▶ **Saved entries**
+++++
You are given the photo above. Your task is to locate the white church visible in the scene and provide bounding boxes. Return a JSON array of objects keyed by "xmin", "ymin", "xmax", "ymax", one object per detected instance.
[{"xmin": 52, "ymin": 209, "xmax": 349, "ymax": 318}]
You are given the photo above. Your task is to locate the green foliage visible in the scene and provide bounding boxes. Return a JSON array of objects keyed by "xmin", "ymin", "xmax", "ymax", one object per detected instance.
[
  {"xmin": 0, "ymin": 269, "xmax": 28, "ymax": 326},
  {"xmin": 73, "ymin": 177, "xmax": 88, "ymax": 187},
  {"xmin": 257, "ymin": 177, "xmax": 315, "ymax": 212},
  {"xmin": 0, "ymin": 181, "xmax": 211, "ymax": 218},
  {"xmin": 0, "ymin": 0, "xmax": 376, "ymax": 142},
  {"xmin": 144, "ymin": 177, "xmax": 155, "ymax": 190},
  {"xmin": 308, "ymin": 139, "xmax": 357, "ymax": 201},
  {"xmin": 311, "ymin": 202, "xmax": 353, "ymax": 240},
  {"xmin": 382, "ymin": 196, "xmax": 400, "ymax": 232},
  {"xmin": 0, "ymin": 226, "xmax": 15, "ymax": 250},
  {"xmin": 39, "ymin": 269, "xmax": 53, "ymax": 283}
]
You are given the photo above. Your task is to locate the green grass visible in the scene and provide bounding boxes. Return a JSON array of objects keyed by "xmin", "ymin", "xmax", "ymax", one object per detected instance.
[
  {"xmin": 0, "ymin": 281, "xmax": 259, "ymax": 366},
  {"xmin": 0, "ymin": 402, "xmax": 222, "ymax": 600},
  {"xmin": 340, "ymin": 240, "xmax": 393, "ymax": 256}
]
+++++
▶ **YOUR OBJECTIVE**
Copy all of the data above verbatim, keeping every line unchanged.

▶ **SOLUTION FOR THIS EXERCISE**
You are given the photo above. Your task is to locate the white church visible in the scene and provide bounding boxes. Return a JSON array of objects keyed by "xmin", "ymin", "xmax", "ymax", one object per detected instance.
[{"xmin": 52, "ymin": 209, "xmax": 349, "ymax": 318}]
You are given the photo above. Your task is to locate the green foliage visible in the scene and provide bounding boxes. Return a JSON array of objects keyed by "xmin", "ymin", "xmax", "ymax", one object per detected instance.
[
  {"xmin": 0, "ymin": 269, "xmax": 28, "ymax": 326},
  {"xmin": 73, "ymin": 177, "xmax": 88, "ymax": 187},
  {"xmin": 257, "ymin": 177, "xmax": 315, "ymax": 212},
  {"xmin": 0, "ymin": 181, "xmax": 211, "ymax": 218},
  {"xmin": 0, "ymin": 0, "xmax": 376, "ymax": 142},
  {"xmin": 144, "ymin": 177, "xmax": 155, "ymax": 190},
  {"xmin": 308, "ymin": 139, "xmax": 357, "ymax": 201},
  {"xmin": 311, "ymin": 202, "xmax": 353, "ymax": 240},
  {"xmin": 382, "ymin": 196, "xmax": 400, "ymax": 232},
  {"xmin": 0, "ymin": 226, "xmax": 15, "ymax": 250},
  {"xmin": 39, "ymin": 269, "xmax": 53, "ymax": 283}
]
You are given the photo above. Your task is to locate the green grass visible in the scene and provide bounding boxes. Return a JSON array of objects keyed by "xmin", "ymin", "xmax", "ymax", one object per detected instance.
[
  {"xmin": 0, "ymin": 281, "xmax": 259, "ymax": 366},
  {"xmin": 0, "ymin": 402, "xmax": 222, "ymax": 600},
  {"xmin": 340, "ymin": 240, "xmax": 393, "ymax": 256}
]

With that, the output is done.